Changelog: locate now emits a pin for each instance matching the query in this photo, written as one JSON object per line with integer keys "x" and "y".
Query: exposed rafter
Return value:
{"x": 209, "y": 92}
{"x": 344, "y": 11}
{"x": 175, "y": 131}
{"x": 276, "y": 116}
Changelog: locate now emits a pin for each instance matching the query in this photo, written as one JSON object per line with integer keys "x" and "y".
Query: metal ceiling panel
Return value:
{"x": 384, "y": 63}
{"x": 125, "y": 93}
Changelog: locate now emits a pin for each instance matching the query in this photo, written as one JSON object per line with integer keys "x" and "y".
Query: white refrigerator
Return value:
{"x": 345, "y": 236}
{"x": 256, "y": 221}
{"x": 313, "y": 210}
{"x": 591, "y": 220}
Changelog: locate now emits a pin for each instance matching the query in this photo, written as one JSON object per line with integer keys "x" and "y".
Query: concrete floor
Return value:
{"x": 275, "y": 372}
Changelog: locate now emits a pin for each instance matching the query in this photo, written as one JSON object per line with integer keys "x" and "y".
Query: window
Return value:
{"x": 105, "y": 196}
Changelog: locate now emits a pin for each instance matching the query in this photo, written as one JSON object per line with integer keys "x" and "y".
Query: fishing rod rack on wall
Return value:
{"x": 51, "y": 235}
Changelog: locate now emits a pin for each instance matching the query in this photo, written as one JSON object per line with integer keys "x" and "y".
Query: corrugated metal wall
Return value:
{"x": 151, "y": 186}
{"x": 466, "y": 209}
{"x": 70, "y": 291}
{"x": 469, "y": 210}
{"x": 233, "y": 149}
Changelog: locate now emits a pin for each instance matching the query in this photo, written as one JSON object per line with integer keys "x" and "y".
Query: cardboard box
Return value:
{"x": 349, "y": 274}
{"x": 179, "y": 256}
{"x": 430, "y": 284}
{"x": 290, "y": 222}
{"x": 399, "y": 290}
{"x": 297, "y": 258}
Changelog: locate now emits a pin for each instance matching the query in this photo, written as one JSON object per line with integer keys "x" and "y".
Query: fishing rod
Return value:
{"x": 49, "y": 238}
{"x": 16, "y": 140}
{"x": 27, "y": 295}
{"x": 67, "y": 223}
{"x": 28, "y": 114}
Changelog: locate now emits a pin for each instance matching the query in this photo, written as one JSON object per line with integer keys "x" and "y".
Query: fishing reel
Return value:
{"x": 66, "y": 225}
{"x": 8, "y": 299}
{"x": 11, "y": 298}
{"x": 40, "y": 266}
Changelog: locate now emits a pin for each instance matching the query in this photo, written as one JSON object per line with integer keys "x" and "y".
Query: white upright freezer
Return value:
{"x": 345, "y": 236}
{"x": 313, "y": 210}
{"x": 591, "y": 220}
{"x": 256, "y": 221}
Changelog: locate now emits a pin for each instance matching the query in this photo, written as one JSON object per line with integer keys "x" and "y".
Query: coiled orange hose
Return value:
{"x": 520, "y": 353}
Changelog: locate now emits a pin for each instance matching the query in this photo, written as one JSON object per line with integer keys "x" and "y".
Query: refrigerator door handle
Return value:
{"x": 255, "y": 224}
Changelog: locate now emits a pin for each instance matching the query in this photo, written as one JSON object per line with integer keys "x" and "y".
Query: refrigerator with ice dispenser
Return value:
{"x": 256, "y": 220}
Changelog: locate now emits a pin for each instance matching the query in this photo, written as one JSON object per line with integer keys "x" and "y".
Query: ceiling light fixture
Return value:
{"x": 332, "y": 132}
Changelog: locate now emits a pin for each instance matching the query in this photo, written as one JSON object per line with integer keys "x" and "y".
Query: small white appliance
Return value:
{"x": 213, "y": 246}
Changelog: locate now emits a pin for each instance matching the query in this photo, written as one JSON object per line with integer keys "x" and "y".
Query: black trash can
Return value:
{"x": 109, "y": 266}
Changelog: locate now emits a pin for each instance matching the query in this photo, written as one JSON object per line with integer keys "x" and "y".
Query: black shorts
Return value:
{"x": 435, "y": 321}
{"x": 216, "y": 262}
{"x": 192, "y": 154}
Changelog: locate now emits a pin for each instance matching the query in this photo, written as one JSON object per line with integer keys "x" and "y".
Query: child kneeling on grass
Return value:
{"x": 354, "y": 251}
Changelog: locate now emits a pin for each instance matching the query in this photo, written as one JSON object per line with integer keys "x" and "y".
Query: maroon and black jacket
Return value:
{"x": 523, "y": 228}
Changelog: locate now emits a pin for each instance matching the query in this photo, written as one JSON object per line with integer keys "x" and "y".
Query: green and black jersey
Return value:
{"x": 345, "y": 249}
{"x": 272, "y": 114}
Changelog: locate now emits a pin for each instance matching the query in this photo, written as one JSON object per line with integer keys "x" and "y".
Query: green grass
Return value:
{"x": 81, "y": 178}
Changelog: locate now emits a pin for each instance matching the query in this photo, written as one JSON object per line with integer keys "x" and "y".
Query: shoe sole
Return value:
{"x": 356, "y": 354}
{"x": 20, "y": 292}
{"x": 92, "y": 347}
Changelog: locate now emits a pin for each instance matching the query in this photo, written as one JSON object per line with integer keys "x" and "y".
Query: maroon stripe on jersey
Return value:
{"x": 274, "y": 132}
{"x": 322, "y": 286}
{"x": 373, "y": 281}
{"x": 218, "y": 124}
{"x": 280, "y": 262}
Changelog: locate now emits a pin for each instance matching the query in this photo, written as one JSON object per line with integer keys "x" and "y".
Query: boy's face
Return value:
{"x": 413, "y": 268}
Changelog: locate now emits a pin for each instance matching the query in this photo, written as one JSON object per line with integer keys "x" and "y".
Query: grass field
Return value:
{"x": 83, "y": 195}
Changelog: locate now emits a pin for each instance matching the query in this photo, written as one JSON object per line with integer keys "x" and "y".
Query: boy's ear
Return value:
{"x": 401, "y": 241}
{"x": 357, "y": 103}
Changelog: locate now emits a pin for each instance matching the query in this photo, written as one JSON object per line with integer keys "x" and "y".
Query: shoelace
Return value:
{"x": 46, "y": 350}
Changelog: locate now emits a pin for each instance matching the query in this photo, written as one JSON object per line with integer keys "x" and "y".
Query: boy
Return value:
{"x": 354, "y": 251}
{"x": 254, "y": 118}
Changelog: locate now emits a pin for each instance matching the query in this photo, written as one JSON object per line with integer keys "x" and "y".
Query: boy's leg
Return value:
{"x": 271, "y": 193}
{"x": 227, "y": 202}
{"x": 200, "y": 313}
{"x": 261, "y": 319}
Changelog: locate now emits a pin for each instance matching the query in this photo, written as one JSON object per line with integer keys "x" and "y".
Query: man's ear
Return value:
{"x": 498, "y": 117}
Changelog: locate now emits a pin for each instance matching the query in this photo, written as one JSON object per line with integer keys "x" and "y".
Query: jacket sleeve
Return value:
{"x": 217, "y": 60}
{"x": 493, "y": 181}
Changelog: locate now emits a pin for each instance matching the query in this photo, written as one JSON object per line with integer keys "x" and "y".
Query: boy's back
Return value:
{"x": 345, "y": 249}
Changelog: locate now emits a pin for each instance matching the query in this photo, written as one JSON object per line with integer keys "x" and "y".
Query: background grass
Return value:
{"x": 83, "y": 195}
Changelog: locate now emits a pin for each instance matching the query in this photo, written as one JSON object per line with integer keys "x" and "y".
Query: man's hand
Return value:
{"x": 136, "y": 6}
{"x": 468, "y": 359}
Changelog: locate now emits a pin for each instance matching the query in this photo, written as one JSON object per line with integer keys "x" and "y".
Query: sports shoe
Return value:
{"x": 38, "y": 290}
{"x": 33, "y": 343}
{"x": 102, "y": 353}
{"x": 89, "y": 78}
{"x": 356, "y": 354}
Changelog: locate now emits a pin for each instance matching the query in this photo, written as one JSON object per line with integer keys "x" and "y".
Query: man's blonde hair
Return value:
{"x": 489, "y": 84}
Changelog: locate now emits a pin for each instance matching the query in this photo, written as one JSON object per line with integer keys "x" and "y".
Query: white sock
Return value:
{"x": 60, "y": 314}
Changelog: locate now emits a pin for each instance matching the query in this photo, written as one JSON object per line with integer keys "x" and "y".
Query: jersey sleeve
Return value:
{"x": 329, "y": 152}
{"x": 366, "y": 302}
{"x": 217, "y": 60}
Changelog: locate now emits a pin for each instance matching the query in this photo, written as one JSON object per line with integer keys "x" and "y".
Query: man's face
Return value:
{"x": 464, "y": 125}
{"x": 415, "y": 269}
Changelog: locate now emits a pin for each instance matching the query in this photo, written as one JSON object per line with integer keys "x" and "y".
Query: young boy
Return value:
■ ■ ■ ■ ■
§ **GIVEN EXERCISE**: List every line of the material above that contains the word "ceiling".

§ **EXERCISE RESPONSE**:
Query: metal ceiling panel
Query: ceiling light fixture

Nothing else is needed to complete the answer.